--- Artigo ---
Foi na Grécia, entre os séculos V e III a.C., que a questão da justiça aflorou pela primeira vez. Mas como os gregos puderam compreender e criticar o próprio modus vivendi e a ideia de justiça nele havida? A literatura e a filosofia procuraram desenvolver algumas respostas que foram além do senso comum e, nesse sentido, contribuíram para a formação posterior de uma perene episteme acerca da justiça[1].

No mundo grego, literatura e filosofia pareciam refletir as divisões essenciais do espirito humano. Divisões entre aceitação e rejeição do status quo, desejo de ordem e de transgressão, relações de imanência e de transcendência, defesa de padrões convencionais e ceticismo diante deles, aquiescência do papel social e refutação deste.

--- Trechos dos registros ---
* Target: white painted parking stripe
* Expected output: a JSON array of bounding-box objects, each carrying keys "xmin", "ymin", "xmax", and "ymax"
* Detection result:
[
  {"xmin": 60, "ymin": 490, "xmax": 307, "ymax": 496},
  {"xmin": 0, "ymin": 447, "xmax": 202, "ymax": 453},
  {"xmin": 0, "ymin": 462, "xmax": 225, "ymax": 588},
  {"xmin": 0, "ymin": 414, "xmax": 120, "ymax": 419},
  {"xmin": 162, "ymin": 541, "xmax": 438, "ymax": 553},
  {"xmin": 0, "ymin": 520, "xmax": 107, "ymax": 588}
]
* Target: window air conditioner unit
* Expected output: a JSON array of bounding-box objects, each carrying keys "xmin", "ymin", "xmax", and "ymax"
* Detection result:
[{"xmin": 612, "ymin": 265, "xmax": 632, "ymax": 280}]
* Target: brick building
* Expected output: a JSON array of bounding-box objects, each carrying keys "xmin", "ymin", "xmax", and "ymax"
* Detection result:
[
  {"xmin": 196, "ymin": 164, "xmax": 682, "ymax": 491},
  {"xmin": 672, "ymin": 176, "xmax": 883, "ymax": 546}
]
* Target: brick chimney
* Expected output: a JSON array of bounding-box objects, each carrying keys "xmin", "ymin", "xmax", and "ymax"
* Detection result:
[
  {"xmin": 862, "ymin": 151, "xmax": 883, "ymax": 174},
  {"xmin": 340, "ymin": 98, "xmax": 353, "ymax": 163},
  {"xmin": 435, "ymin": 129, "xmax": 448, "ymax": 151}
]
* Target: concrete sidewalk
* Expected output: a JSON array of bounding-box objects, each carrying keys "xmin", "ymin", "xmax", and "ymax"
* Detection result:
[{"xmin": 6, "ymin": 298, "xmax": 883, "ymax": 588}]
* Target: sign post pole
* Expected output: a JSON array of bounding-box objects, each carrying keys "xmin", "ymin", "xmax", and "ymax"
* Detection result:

--- Instruções ---
Segundo o artigo sobre a justiça na Grécia antiga, por que a literatura e a filosofia contribuíram para a formação de uma episteme perene acerca da justiça? Responda em uma a três frases.

--- Resposta ---
Porque buscaram desenvolver respostas que foram além do senso comum à pergunta sobre como os gregos puderam compreender e criticar o próprio modus vivendi e a ideia de justiça nele havida. Nesse sentido, essas respostas contribuíram para a formação posterior de uma perene episteme acerca da justiça.